* [Direction]: Reproduce the full listing below unchanged, apart from the pictures.

* [Data extract]:
──────
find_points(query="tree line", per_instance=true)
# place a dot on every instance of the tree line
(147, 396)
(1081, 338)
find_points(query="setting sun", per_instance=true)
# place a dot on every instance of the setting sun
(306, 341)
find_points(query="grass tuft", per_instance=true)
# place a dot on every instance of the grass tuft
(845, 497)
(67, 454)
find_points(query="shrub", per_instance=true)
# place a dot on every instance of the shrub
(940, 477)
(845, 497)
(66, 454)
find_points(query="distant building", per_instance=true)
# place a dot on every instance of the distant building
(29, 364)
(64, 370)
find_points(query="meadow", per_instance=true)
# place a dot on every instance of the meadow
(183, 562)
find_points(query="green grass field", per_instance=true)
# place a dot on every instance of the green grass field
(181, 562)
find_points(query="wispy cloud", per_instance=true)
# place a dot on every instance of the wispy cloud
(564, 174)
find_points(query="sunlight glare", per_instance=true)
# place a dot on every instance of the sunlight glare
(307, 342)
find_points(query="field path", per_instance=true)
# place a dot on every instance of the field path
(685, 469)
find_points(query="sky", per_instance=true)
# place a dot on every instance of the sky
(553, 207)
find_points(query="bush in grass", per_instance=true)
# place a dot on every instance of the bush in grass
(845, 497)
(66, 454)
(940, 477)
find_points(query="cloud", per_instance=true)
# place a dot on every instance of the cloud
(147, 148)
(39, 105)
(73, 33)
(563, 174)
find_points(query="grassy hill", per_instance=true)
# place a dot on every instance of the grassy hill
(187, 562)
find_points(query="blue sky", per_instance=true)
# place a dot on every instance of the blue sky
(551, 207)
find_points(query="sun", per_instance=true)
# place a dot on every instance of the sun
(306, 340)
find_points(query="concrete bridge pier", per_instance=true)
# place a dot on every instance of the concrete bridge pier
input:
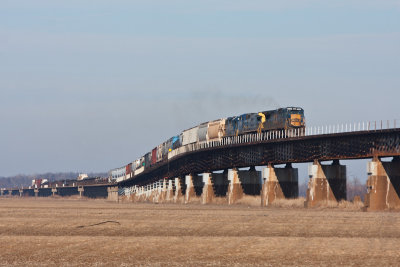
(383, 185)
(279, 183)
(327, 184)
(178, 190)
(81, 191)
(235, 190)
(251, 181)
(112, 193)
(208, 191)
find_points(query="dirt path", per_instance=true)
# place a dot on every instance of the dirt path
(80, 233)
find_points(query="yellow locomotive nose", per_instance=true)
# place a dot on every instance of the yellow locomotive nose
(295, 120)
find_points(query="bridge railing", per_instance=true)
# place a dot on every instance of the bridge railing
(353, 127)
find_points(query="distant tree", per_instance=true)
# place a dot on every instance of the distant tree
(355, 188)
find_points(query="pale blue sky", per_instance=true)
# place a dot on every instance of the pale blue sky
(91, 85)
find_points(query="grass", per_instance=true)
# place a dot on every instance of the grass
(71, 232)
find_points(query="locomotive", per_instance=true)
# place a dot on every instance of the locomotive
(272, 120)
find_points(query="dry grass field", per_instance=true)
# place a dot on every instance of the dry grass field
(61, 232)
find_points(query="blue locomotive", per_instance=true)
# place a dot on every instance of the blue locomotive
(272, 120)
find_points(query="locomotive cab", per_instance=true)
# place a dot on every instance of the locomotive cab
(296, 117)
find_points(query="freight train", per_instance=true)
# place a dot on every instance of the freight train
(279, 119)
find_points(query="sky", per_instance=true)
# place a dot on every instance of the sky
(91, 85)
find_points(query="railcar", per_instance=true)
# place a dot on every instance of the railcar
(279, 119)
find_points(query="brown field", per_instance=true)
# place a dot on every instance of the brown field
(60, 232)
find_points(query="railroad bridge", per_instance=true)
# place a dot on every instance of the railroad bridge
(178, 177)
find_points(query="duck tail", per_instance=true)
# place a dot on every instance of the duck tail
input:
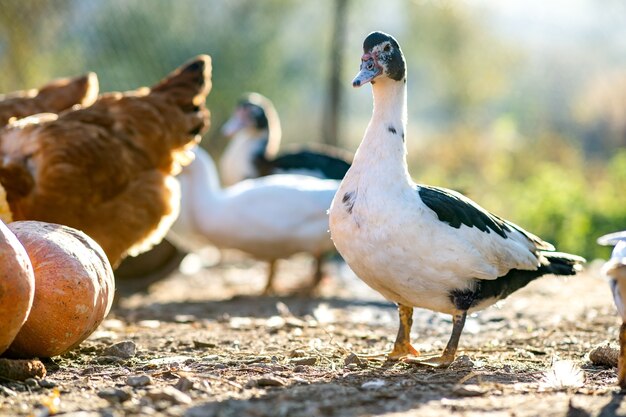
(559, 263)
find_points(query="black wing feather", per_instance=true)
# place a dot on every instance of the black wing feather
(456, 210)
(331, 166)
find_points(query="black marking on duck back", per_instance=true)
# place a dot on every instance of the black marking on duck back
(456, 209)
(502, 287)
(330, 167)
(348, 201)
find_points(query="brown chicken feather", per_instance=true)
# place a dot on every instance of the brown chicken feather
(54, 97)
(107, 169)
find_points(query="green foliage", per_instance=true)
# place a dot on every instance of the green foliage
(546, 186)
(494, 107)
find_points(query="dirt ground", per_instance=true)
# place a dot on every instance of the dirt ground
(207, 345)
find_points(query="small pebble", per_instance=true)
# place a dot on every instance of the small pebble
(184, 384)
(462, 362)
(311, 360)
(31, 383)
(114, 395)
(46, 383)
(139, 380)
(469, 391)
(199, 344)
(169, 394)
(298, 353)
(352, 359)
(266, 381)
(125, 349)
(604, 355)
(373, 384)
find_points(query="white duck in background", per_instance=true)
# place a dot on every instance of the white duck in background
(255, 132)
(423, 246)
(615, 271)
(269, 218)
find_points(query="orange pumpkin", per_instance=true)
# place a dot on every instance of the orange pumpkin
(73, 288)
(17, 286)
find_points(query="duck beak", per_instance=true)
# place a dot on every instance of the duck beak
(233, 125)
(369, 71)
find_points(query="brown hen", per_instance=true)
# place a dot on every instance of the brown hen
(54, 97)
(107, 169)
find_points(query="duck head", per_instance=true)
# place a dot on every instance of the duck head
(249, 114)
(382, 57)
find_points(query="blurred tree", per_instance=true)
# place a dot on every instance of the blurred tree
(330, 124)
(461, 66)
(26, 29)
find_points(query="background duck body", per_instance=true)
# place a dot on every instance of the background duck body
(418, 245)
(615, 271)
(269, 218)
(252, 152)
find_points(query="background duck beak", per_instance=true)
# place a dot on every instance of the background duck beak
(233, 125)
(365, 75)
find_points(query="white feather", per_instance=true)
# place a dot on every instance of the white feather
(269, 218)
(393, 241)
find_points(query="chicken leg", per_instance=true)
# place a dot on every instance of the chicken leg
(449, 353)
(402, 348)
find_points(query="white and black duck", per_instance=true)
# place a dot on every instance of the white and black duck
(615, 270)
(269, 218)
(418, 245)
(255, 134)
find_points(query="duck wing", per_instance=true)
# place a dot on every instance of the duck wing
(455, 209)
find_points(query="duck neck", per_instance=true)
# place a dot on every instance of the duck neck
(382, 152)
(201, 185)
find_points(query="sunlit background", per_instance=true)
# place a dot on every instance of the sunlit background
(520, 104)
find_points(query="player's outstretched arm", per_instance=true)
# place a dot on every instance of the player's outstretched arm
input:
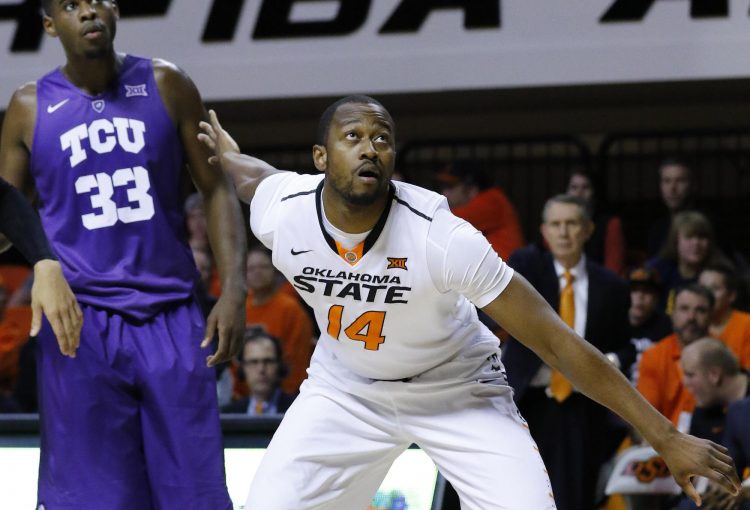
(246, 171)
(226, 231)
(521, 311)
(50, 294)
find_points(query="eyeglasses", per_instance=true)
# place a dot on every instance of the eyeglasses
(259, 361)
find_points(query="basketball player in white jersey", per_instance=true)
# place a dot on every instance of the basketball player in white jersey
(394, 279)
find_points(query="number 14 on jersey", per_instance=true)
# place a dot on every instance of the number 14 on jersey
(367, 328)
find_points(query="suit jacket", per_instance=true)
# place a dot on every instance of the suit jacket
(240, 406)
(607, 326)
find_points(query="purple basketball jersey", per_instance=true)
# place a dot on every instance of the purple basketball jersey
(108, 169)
──────
* [Written solution]:
find_points(query="tree line", per_instance=true)
# place a dot on every instance of the tree line
(147, 396)
(1081, 338)
find_points(query="setting sun", per_instance=true)
# place a dot on every instance of the setting sun
(306, 341)
find_points(query="grass tuft", per_instance=true)
# place a dot on every instance of the grass tuft
(845, 497)
(67, 454)
find_points(query="shrub", per_instance=true)
# place a dot on every instance of the shrub
(940, 477)
(845, 497)
(66, 454)
find_points(query="distant building", per_instance=true)
# place a dot on every instance of the distant building
(29, 364)
(64, 370)
find_points(query="meadow", per_instance=true)
# place a dot on every instance of the meadow
(183, 562)
find_points(query="green grass field", per_instance=true)
# place a dot on every instance of the green grass field
(181, 562)
find_points(query="wispy cloud", per_instance=true)
# place a dot on every instance of the wispy cloud
(564, 174)
find_points(query="sunlight glare", per_instance=true)
# place a dot on every instance of the sunlight glare
(307, 342)
find_points(query="field path", per_instance=true)
# place a dot on every instance of the field path
(685, 469)
find_points(query="sky", per_instance=true)
# place a dot on every instance of the sky
(553, 207)
find_points(query="bush in grass", per_instance=true)
# place a dot on every instance of the bush in grass
(845, 497)
(66, 454)
(940, 477)
find_points(query="cloud", per_instance=true)
# place a dot on every instance of the cloud
(147, 148)
(39, 105)
(73, 33)
(563, 174)
find_points(query="grassy hill", per_instance=true)
# place a dot on every instance of the grassy hill
(187, 562)
find_points(query="blue sky", per_instance=true)
# place a dot on every instance of the blue sky
(551, 207)
find_points(query="sun", per_instance=true)
# place a dot on every instance of the sun
(306, 340)
find_points(query="concrete bridge pier", per_instance=true)
# place a dot on every instance of the concrete bridge pier
input:
(383, 185)
(279, 183)
(327, 184)
(178, 190)
(81, 191)
(235, 190)
(251, 181)
(112, 193)
(208, 191)
find_points(query="dirt path", per_instance=true)
# place a dot on every instance of the dirt path
(80, 233)
find_points(query="yellow locomotive nose", per_instance=true)
# place a dot on every instance of the yellow locomotive nose
(295, 120)
find_points(query="bridge railing", per_instance=true)
# place a dot on every instance of the bridge railing
(353, 127)
find_points(query="distant tree", per_instance=true)
# place a dot on every instance of the distant tree
(355, 188)
find_points(query="pale blue sky", per_instance=true)
# place a dot on every instance of the pale blue sky
(91, 85)
find_points(query="grass", per_instance=true)
# place a dot on every instance of the grass
(71, 232)
find_points(query="locomotive", per_instance=true)
# place a dot on every instance of the locomotive
(272, 120)
find_points(query="dry grass field", per_instance=true)
# place a dot on every instance of the dry grass field
(61, 232)
find_points(query="blue locomotive", per_instance=true)
# place a dot on every instance of the blue locomotive
(272, 120)
find_points(query="locomotive cab", per_instance=true)
# place a dot on every instance of the locomotive cab
(296, 117)
find_points(query="freight train", per_instance=true)
# place a dot on every instance of the freight train
(279, 119)
find_points(query="sky", per_instance=true)
# place a dot on every instance of the sky
(91, 85)
find_points(query="railcar", per_instance=true)
# place a dot on every instance of the railcar
(279, 119)
find_points(query="brown field", per_instance=true)
# place a dot on every instance of the brown field
(60, 232)
find_points(query="railroad bridge", per_instance=true)
# place a dot on every instance of the railroad bridge
(178, 177)
find_points(query="duck tail", per_instance=true)
# place a dot on every instance of the duck tail
input:
(559, 263)
find_points(query="black wing feather", per_instance=true)
# place a dot on every instance of the black wing feather
(456, 210)
(331, 166)
find_points(query="black marking on duck back", per_instance=true)
# place a dot on every instance of the black marking on duck back
(456, 209)
(502, 287)
(330, 167)
(348, 201)
find_points(query="brown chicken feather", per_instance=true)
# place a dot on every instance of the brown chicken feather
(54, 97)
(107, 169)
find_points(query="green foliage", per_instance=true)
# place a dot on every instance of the green foliage
(546, 186)
(494, 107)
find_points(query="dirt ground", per_instance=true)
# place a dot on every instance of the dirt ground
(207, 345)
find_points(query="small pebble", per_instance=true)
# place a dot on every instance of the small pebble
(184, 384)
(462, 362)
(311, 360)
(31, 383)
(114, 395)
(46, 383)
(139, 380)
(469, 391)
(199, 344)
(169, 394)
(298, 353)
(352, 359)
(266, 381)
(125, 349)
(604, 355)
(373, 384)
find_points(query="white duck in background", per_instance=true)
# place a dot on every instance of the white duck in background
(255, 132)
(423, 246)
(615, 271)
(269, 218)
find_points(query="orange pumpkin", per_instance=true)
# place a dot on every instance of the orange pumpkin
(73, 288)
(17, 286)
find_points(query="duck beak", per_instance=true)
# place a dot on every instance of the duck beak
(233, 125)
(369, 71)
find_points(query="brown hen", per_instance=true)
# place a dot on every instance of the brown hen
(54, 97)
(107, 169)
find_points(query="duck head", per_instance=true)
# place a dot on every instance of the duck head
(249, 114)
(382, 57)
find_points(query="blurred tree", per_instance=true)
# place a dot on every instance of the blurred tree
(330, 124)
(461, 66)
(26, 29)
find_points(query="background duck body", per_instance=true)
# place a dot on every instance of the background duck body
(418, 245)
(615, 271)
(269, 218)
(252, 152)
find_points(query="background duck beak", per_instance=true)
# place a dot on every instance of the background duck beak
(233, 125)
(365, 75)
find_points(query="white feather", per_instance=true)
# place a dot on every instance of the white feather
(269, 218)
(393, 241)
find_points(query="chicken leg", per_instance=true)
# place a dot on every instance of the chicken leg
(449, 353)
(402, 348)
find_points(query="white and black duck", per_instance=true)
# place a dot on every instance of the white and black duck
(615, 270)
(269, 218)
(418, 245)
(255, 134)
find_points(query="duck wing", per_instance=true)
# place a dot on every instance of the duck wing
(455, 209)
find_points(query="duck neck", per_instance=true)
# place a dot on every instance of the duck neck
(382, 152)
(201, 185)
find_points(query="sunlit background", per_instance=true)
# place a dot on every instance of the sunlit background
(520, 104)
find_points(query="player's outstretched arm", per_instance=true)
# place a dot on every instance of the player's outstretched arm
input:
(246, 171)
(226, 231)
(521, 311)
(50, 294)
find_points(query="eyeglasses", per_instance=true)
# place a dot on every instance of the eyeglasses
(259, 361)
find_points(query="basketball player in white jersey", per_instance=true)
# place a dot on every instance of the basketball player in white jersey
(394, 279)
find_points(query="number 14 on jersey", per_instance=true)
# place a dot on every instance of the number 14 on jersey
(367, 328)
find_points(query="suit jacket", per_instance=true)
# place a dot on every instance of the suit jacket
(240, 406)
(607, 326)
find_points(query="purple basketball jersey", per_instance=true)
# place a dot on every instance of the purple basketball jersey
(108, 169)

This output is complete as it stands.